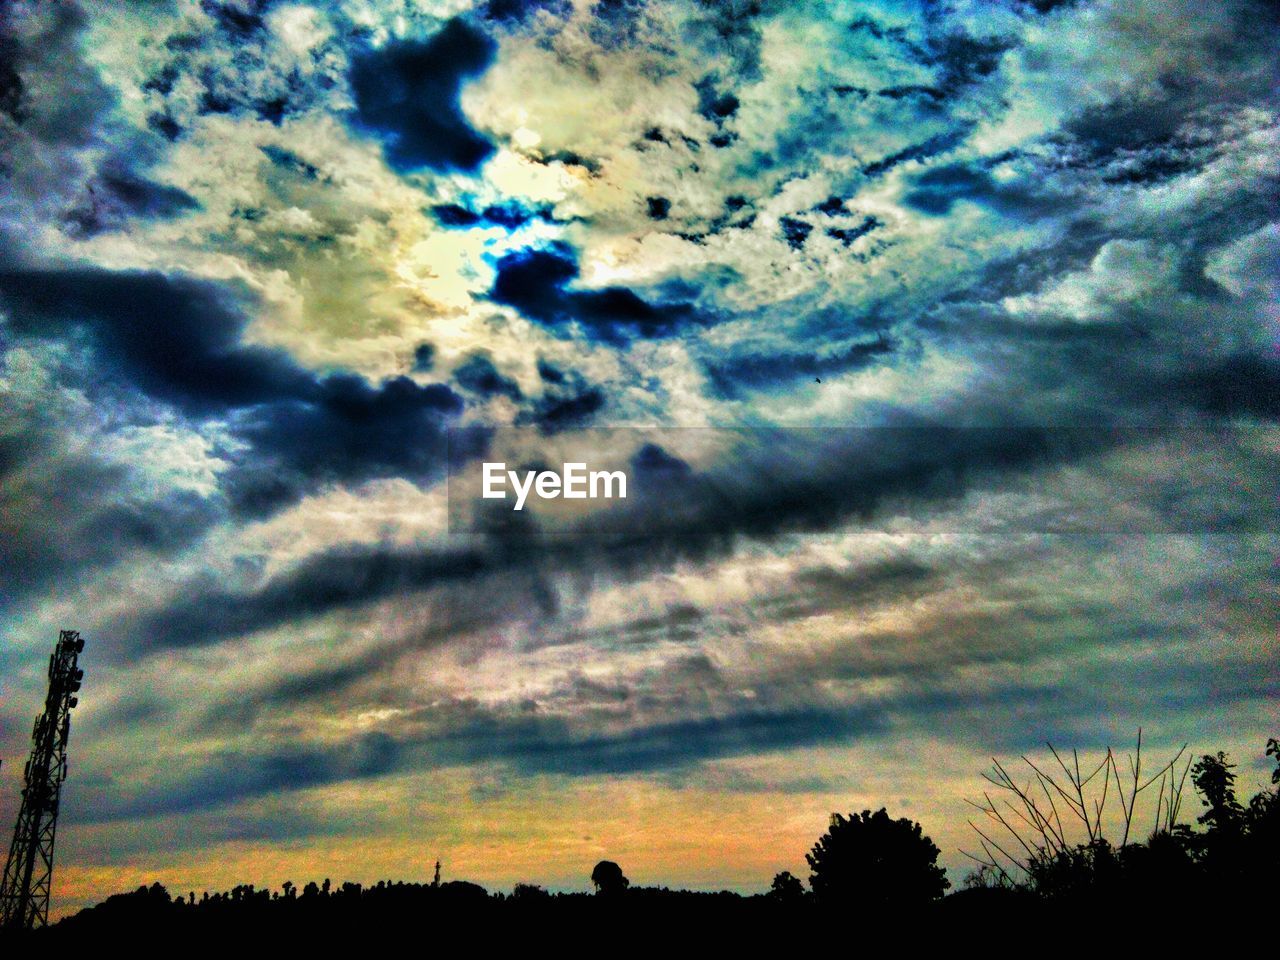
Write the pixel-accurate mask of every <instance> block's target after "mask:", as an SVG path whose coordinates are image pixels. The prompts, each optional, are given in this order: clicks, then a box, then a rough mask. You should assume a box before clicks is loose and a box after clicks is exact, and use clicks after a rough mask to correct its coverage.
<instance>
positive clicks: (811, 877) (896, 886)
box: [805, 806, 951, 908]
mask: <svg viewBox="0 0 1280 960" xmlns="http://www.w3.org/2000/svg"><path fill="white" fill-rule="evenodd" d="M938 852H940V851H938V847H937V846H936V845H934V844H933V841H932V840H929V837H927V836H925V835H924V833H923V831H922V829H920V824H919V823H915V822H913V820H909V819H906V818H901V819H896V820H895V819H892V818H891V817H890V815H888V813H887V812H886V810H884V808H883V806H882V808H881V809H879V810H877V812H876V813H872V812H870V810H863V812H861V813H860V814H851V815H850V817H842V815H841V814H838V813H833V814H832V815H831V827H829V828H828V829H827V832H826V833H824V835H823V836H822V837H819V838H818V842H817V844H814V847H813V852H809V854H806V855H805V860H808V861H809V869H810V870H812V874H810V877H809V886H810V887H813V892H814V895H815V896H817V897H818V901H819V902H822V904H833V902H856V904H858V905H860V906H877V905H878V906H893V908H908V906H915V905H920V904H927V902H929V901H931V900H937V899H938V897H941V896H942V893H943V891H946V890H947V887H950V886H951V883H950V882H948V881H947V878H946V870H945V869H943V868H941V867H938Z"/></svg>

◇ ◇ ◇ ◇

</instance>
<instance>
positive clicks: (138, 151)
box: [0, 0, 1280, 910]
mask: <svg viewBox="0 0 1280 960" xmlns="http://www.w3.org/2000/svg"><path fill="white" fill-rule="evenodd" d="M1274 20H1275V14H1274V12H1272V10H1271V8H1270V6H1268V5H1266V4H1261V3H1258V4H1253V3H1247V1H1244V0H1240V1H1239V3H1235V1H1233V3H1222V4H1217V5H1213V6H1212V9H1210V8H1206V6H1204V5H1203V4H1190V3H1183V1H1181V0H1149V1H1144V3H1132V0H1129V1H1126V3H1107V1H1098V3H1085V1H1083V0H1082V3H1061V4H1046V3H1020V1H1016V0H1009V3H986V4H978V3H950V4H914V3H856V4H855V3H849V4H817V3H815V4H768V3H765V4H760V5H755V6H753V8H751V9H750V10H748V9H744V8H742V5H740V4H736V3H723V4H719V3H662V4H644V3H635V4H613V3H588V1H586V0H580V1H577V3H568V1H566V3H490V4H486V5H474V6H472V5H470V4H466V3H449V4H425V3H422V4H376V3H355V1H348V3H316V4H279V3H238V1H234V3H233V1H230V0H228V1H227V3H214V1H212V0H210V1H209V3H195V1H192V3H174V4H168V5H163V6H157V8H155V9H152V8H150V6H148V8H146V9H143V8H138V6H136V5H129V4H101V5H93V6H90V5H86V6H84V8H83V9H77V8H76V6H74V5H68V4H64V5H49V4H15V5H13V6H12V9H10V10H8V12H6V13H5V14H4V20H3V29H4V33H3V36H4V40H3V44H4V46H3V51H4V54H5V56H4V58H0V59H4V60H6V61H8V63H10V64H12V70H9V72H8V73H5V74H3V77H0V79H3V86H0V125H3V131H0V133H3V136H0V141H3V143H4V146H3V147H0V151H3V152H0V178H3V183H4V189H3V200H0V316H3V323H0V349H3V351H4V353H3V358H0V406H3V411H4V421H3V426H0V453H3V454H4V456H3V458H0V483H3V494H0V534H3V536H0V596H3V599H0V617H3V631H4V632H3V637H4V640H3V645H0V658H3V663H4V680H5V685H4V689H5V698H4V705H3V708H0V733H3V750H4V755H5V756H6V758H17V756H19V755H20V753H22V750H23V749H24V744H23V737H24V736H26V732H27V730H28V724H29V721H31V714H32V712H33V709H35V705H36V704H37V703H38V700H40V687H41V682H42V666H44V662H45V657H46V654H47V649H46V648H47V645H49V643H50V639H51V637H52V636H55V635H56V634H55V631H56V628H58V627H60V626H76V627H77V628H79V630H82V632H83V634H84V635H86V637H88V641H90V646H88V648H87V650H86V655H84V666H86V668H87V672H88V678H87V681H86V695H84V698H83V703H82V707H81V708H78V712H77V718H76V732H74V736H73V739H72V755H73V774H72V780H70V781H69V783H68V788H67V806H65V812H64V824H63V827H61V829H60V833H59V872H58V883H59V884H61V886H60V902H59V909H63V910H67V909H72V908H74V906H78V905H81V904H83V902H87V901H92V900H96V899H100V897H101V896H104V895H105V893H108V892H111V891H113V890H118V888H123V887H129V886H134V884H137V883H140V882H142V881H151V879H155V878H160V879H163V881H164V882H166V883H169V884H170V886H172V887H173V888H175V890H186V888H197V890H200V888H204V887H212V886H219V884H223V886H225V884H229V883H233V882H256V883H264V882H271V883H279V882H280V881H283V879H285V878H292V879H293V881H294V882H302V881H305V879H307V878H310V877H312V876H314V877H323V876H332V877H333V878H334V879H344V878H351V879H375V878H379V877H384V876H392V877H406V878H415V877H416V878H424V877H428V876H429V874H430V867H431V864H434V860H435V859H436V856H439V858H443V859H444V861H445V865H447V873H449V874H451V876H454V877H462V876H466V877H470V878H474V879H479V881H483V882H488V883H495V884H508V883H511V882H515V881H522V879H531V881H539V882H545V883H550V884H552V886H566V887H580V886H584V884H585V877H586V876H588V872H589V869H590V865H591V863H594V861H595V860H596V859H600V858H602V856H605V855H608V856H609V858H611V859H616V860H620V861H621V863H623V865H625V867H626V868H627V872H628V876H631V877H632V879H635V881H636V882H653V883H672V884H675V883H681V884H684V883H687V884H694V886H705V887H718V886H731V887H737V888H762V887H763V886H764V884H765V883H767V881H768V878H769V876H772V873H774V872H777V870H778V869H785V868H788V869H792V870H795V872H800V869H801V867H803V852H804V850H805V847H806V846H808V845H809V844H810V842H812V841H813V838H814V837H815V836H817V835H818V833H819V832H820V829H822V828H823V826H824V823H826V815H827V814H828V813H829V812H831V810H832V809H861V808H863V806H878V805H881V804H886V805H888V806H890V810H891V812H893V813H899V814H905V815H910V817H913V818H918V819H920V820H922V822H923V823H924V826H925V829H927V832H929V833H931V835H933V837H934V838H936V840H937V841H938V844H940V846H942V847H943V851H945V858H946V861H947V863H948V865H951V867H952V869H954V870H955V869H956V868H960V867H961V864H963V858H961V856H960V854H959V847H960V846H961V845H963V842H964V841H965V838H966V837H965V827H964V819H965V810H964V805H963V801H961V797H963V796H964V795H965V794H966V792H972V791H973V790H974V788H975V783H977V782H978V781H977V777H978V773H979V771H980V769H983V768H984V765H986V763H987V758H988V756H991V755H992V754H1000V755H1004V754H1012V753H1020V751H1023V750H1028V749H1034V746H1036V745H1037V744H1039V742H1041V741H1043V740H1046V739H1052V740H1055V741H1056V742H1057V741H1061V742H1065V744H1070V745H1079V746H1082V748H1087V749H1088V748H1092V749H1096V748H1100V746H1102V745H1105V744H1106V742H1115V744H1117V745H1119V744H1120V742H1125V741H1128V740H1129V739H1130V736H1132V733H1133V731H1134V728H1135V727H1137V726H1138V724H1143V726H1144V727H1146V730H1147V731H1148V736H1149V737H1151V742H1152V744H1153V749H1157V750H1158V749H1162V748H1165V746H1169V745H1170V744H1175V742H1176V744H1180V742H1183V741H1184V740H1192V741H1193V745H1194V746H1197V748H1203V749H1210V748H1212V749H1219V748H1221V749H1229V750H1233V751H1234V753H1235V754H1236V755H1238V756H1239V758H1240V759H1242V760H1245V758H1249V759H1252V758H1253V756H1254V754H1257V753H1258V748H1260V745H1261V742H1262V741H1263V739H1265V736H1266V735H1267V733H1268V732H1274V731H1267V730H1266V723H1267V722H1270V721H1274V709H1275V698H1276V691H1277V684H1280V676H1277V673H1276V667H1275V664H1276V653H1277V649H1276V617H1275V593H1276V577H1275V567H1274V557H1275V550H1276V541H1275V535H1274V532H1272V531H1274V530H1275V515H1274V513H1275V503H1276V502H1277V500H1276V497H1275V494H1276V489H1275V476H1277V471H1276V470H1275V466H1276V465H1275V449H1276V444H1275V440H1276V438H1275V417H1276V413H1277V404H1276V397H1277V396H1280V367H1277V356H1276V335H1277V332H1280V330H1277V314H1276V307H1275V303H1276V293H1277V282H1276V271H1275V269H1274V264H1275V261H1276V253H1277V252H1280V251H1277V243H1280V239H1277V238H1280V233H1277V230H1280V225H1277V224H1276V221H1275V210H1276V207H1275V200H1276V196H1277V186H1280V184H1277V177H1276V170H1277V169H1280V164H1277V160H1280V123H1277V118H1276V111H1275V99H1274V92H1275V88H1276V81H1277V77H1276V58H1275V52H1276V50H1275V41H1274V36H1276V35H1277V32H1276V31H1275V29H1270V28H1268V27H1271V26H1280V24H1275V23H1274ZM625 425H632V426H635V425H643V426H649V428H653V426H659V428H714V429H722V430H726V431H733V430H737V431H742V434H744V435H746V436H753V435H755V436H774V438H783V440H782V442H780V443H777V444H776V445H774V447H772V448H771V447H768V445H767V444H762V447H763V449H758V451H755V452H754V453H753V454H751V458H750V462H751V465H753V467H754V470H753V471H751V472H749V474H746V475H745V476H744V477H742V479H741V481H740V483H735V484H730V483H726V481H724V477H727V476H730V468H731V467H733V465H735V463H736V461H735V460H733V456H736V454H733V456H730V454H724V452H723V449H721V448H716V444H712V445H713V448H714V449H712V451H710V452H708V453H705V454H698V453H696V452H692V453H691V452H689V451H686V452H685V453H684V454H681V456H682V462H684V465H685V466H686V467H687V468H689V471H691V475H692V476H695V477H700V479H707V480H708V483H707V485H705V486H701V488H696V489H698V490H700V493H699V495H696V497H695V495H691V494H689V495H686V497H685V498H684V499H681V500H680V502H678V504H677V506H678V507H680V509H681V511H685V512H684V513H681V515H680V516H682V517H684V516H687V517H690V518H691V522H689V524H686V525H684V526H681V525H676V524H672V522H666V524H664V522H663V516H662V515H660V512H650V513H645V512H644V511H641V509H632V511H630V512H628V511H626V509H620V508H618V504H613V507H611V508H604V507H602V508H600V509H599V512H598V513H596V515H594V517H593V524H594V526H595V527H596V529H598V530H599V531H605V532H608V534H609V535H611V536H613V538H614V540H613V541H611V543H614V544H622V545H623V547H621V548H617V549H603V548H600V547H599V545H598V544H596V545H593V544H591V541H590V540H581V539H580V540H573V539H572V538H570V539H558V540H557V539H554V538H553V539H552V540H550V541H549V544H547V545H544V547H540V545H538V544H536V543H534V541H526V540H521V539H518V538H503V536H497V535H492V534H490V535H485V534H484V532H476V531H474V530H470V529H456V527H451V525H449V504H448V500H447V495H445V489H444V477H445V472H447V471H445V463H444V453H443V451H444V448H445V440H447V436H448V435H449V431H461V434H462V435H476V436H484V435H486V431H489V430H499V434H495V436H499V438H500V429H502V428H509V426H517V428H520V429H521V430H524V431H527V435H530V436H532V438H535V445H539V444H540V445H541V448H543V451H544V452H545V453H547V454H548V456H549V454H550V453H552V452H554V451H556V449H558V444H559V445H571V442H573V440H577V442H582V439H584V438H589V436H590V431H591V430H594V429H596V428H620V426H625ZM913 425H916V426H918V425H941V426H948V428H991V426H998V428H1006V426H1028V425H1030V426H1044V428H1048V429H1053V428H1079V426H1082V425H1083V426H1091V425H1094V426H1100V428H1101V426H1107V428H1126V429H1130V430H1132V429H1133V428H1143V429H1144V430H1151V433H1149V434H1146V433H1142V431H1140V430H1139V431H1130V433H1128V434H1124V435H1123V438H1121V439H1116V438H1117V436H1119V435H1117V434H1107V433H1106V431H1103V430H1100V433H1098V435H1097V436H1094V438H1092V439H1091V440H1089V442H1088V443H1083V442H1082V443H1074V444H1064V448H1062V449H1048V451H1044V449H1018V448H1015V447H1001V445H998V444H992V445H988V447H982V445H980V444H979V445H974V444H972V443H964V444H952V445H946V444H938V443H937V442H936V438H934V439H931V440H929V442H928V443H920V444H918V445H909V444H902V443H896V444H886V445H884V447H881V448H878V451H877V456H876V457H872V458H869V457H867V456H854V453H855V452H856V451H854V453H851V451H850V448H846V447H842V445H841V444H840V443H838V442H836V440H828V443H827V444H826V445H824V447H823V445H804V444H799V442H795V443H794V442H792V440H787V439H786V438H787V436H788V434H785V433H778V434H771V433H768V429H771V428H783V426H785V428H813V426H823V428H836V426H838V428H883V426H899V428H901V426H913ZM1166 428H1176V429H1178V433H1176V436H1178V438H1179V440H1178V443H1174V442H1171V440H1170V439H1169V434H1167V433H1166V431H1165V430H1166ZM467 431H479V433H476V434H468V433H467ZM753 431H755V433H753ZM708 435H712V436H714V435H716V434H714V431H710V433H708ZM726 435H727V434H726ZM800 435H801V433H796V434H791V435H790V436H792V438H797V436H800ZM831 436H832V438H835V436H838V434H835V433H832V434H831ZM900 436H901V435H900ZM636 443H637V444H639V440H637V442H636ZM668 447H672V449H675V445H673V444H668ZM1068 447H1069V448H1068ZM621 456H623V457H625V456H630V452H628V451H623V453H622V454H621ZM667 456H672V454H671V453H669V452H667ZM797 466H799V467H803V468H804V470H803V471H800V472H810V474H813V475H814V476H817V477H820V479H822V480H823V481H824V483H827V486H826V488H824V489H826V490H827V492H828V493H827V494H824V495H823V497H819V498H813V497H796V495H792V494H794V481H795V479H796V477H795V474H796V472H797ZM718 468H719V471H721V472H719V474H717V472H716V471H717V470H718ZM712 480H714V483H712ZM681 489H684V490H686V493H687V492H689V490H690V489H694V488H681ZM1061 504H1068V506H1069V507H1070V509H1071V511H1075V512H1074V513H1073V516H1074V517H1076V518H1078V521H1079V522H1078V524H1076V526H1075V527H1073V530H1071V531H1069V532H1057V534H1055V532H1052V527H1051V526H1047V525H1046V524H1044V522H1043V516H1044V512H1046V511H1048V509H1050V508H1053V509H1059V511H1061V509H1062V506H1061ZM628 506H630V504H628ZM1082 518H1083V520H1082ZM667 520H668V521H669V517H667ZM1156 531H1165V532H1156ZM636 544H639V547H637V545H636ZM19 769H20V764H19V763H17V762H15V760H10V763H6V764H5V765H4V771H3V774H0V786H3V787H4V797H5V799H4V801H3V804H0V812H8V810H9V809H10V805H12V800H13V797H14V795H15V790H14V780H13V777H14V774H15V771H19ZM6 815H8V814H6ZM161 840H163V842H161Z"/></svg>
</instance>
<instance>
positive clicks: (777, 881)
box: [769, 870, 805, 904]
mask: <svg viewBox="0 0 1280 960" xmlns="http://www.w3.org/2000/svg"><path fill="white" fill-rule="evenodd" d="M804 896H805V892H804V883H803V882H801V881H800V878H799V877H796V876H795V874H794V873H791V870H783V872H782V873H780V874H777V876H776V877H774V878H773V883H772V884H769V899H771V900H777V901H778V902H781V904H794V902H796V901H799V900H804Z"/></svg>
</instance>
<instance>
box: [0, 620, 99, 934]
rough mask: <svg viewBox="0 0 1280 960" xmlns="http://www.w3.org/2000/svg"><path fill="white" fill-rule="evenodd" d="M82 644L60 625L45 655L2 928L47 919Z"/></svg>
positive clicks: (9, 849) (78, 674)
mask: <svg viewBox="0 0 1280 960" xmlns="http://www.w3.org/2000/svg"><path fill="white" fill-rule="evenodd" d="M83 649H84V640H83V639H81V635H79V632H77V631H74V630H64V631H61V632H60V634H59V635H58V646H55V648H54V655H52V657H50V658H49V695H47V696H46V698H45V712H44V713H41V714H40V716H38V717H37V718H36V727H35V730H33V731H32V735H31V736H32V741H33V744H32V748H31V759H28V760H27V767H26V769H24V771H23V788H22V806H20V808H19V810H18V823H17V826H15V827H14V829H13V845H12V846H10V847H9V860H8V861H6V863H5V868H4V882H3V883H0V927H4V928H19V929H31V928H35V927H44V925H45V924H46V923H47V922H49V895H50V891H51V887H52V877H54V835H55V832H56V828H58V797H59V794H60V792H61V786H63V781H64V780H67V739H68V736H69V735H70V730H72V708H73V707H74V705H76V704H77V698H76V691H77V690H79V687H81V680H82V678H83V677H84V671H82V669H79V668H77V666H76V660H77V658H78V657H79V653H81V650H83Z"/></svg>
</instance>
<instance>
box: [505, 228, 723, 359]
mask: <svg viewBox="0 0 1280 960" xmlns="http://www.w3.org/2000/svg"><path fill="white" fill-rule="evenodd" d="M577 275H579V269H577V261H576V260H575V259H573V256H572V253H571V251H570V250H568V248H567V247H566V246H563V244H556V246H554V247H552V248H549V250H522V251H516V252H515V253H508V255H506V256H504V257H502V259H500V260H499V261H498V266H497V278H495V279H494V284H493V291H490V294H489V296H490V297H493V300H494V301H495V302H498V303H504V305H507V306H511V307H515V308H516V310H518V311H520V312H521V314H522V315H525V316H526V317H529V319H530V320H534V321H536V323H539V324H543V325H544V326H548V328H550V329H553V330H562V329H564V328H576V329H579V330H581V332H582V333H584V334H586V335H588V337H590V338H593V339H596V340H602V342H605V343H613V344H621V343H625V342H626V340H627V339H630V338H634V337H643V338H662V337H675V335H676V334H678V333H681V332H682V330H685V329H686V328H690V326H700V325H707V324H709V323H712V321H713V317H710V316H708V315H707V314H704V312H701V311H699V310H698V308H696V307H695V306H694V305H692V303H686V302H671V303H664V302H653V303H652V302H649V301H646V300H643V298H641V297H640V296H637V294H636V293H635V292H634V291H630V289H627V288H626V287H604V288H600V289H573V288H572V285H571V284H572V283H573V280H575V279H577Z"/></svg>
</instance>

◇ ◇ ◇ ◇

If the word "rough" is on a line above, return that line.

Write the pixel-accurate mask of every <instance> block's target after "mask:", as an SVG path whose coordinates are image pixels. The prompts, each optional, are given in this order: clicks, then a box, then a rough mask. You should assume a box before clicks is loose and a box after clicks is exact, and use clicks after a rough mask to correct its coverage.
rough mask: <svg viewBox="0 0 1280 960" xmlns="http://www.w3.org/2000/svg"><path fill="white" fill-rule="evenodd" d="M82 644L60 625L45 655L2 928L47 919Z"/></svg>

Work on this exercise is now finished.